[What needs to be done]: Whatever appears in the entries must be given again exactly.

(Stored data entries)
========================================
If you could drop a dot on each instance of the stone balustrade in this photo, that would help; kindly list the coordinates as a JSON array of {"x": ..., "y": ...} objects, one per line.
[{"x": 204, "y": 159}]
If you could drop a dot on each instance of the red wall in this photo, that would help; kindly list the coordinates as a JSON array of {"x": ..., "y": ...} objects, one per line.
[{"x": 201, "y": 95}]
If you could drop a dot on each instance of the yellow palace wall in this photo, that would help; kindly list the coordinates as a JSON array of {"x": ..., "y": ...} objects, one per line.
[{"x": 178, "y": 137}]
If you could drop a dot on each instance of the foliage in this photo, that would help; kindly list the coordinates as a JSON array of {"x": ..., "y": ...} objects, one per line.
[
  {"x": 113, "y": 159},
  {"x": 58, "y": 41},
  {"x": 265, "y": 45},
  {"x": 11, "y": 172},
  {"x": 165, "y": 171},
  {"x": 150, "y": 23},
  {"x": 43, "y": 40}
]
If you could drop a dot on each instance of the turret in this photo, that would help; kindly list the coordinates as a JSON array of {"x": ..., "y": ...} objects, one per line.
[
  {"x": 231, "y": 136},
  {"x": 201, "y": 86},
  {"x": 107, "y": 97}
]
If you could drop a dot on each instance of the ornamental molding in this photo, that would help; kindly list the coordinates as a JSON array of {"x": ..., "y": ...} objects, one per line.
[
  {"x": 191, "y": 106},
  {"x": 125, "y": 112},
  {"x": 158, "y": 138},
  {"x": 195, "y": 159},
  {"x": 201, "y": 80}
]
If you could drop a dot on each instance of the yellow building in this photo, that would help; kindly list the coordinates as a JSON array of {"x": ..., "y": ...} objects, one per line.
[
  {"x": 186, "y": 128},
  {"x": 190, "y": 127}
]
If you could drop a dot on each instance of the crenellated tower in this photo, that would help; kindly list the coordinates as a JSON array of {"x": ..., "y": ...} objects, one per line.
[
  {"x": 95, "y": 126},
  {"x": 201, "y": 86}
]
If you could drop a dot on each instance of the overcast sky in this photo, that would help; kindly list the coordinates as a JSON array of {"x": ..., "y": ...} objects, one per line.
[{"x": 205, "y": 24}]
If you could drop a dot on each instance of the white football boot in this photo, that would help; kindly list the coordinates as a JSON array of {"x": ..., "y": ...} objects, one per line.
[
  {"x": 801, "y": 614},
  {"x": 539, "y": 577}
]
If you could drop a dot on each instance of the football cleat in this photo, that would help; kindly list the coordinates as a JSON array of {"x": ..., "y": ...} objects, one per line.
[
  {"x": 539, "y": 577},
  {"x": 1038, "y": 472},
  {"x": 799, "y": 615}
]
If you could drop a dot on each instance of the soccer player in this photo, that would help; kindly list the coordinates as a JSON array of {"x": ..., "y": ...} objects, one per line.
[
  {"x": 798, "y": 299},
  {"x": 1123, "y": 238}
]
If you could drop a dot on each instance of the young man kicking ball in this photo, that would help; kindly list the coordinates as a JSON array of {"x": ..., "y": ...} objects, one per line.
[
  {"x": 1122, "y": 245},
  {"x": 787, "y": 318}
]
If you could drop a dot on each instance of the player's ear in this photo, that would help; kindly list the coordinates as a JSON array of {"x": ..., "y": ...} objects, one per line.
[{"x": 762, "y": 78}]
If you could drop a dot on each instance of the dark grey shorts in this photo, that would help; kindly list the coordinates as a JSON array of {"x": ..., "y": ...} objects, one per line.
========================================
[Solution for this exercise]:
If you could drop a dot on each instance of the stone balustrade in this photo, that would help; kindly list the coordinates as a JSON array of {"x": ..., "y": ...} objects, one per line.
[{"x": 204, "y": 159}]
If you could drop a dot on each instance of the red wall in this photo, that would help; kindly list the coordinates as a JSON array of {"x": ..., "y": ...} objects, one per line.
[{"x": 201, "y": 95}]
If you could drop a dot on each instance of the yellow palace wall in this photo, that would help; kindly list the coordinates as a JSON array of {"x": ..., "y": ...} objects, one per line.
[{"x": 178, "y": 137}]
If you could drop a dot on each instance of the foliage in this photo, that would help; kindly list the coordinates as a JSON array of {"x": ..., "y": ...} objects, one per line.
[
  {"x": 113, "y": 159},
  {"x": 58, "y": 41},
  {"x": 265, "y": 45},
  {"x": 11, "y": 172},
  {"x": 165, "y": 171},
  {"x": 150, "y": 23},
  {"x": 43, "y": 40}
]
If you could drop a dot on each instance of the turret in this photo, that would help; kindly list the coordinates as a JSON array of {"x": ..., "y": ...} objects, one per line.
[
  {"x": 231, "y": 136},
  {"x": 201, "y": 86},
  {"x": 107, "y": 97}
]
If you could drop a dot on each instance of the ornamental molding in this photo, that would help; kindly list the coordinates as a JSON array of {"x": ..., "y": ...} objects, one per line.
[
  {"x": 191, "y": 106},
  {"x": 125, "y": 112},
  {"x": 158, "y": 138},
  {"x": 195, "y": 159},
  {"x": 201, "y": 80}
]
If you could drop a dot on each instance of the yellow building in this photo, that would help; kindly list the coordinates as a JSON array of {"x": ..., "y": ...} objects, one per line.
[
  {"x": 186, "y": 128},
  {"x": 190, "y": 127}
]
If you could drop a dot on each instance of the crenellated tower in this photo, that would help; kindly list the coordinates as a JSON array of {"x": ..., "y": ...} objects, one per line.
[
  {"x": 95, "y": 126},
  {"x": 201, "y": 86}
]
If you could drop a dot on each instance of the overcast sky in this photo, that would help; kindly list the coordinates as a JSON array of {"x": ..., "y": ...} objects, one per line.
[{"x": 205, "y": 24}]
If you could drop a dot on each instance of the white football boot in this photo, that would help; kindly list the coordinates as a JSON array of {"x": ..., "y": ...} objects, one per line.
[
  {"x": 801, "y": 614},
  {"x": 539, "y": 577}
]
If you could drop a dot on each instance of the football cleat in this photo, that would help; kindly list the coordinates as a JSON array of {"x": ..., "y": ...} objects, one per line.
[
  {"x": 539, "y": 577},
  {"x": 1038, "y": 472},
  {"x": 799, "y": 615}
]
If you could drop a dot on each instance of the soccer player in this photo, that would help; kindly list the coordinates as a JSON array of {"x": ..., "y": ...} objects, one per line.
[
  {"x": 798, "y": 299},
  {"x": 1123, "y": 238}
]
If you could drop a dot on each instance of the young man kicking ball in this photo, that would help; kindly list the coordinates as a JSON array of {"x": ..., "y": ...} objects, one per line.
[
  {"x": 1122, "y": 245},
  {"x": 787, "y": 318}
]
If you could drop a dot on each instance of the player's ear in this photo, that would help; kindly list the coordinates as a JSON array of {"x": ..., "y": ...} objects, one per line.
[{"x": 762, "y": 78}]
If you could drop a dot on each instance of the dark grey shorts in this photo, that would help; kindly list the coordinates as a JSON array of {"x": ..., "y": ...} objects, one per line.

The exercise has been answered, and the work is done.